Zieh aus den unten stehenden Zeilen jede heraus, in der die Zeichenfolge „laptop“ vorkommt.

════════

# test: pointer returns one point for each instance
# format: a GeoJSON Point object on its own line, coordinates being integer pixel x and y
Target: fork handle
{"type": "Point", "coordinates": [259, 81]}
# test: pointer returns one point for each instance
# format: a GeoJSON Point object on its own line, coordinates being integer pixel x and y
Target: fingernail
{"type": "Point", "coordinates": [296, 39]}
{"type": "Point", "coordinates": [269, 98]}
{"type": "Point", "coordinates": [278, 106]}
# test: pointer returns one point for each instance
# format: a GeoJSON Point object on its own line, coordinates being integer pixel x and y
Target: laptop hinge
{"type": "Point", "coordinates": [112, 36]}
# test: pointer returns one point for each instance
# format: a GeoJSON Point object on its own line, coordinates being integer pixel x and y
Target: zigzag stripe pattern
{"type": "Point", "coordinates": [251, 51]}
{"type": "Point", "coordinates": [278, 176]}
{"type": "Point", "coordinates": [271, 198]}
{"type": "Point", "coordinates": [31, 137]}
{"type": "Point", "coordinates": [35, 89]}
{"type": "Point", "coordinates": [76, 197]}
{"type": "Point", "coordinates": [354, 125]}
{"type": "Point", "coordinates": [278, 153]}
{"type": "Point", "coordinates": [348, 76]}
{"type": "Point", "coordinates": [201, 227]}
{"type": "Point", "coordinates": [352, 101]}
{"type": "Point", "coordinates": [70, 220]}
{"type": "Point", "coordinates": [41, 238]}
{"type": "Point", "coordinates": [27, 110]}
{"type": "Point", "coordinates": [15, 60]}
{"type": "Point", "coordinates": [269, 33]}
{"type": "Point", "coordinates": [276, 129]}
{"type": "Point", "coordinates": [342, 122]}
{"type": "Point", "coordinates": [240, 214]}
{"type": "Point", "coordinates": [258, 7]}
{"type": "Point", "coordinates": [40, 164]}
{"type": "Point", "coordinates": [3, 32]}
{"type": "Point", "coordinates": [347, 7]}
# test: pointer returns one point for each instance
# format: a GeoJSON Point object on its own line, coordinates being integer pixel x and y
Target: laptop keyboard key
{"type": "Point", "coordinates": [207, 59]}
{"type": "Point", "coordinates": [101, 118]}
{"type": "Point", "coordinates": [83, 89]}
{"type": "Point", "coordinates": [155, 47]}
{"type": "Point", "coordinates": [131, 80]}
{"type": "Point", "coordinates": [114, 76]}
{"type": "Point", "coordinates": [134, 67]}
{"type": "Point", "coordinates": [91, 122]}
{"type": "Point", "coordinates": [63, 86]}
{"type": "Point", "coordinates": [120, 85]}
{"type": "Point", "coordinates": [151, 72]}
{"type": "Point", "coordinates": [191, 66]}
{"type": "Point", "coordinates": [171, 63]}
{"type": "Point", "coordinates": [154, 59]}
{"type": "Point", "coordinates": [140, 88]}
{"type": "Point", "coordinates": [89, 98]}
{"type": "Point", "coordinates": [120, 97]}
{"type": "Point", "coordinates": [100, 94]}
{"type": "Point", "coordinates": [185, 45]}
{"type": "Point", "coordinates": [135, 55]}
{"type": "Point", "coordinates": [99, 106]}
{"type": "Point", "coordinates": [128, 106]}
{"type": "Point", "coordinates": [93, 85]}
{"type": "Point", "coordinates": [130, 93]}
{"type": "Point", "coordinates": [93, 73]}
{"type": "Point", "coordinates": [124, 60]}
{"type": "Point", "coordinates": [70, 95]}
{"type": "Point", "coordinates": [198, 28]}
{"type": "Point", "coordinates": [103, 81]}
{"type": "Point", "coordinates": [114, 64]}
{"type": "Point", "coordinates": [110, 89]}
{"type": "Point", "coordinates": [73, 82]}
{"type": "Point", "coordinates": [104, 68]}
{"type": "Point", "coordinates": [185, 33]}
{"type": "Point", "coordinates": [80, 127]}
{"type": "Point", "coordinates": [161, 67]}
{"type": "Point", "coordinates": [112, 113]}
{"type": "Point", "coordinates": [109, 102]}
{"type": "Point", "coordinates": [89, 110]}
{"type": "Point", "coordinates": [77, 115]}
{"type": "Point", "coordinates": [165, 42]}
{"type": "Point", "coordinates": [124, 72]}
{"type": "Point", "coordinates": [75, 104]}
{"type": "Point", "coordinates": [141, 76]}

════════

-- ERGEBNIS DER AUFGABE --
Target: laptop hinge
Target: laptop keyboard key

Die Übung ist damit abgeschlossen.